> _What this task involves_
Reproduce precisely the lines of the listing below, starting with the line that contains "An instance may" and stopping after the line that contains "Answer as SVG"; include nothing else.

> _Input records_
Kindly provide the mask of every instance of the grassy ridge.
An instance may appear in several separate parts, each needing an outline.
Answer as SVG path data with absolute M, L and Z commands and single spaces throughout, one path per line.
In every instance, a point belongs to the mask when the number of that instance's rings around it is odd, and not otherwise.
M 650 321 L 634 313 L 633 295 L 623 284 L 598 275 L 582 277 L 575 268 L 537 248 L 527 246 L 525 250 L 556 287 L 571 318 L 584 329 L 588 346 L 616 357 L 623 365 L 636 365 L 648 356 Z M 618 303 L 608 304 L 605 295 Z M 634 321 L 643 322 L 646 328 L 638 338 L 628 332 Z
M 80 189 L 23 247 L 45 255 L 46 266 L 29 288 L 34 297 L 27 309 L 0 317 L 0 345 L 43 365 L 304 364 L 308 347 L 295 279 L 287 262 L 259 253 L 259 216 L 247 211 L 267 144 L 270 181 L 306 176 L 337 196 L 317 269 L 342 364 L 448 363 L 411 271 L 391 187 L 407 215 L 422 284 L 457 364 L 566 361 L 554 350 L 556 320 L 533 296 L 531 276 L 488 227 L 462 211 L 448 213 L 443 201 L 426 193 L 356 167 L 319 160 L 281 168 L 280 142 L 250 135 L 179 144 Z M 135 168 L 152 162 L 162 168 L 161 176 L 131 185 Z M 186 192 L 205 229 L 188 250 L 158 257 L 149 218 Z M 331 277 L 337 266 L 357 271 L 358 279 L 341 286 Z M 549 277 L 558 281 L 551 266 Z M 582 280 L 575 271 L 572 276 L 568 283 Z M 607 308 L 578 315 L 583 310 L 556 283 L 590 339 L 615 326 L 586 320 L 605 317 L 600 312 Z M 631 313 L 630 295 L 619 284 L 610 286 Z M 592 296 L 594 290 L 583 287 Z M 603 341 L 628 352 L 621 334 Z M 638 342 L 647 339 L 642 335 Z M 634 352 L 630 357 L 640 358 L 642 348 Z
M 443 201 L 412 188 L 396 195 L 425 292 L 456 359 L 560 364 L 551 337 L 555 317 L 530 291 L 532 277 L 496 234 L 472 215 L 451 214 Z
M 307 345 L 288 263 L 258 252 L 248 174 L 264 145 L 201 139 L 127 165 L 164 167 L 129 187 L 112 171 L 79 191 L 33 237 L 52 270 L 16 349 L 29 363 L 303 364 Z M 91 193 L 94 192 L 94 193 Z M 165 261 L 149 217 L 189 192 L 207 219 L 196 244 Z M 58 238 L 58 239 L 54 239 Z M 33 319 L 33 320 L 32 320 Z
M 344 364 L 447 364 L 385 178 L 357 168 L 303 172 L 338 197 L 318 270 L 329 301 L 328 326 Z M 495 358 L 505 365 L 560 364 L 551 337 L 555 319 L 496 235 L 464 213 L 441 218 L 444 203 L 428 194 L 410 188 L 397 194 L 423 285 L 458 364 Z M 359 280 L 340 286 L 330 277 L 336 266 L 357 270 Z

> _Output for this exercise_
An instance may appear in several separate parts, each needing an outline.
Answer as SVG path data with absolute M, L and Z commands and single spaces throughout, one path per line.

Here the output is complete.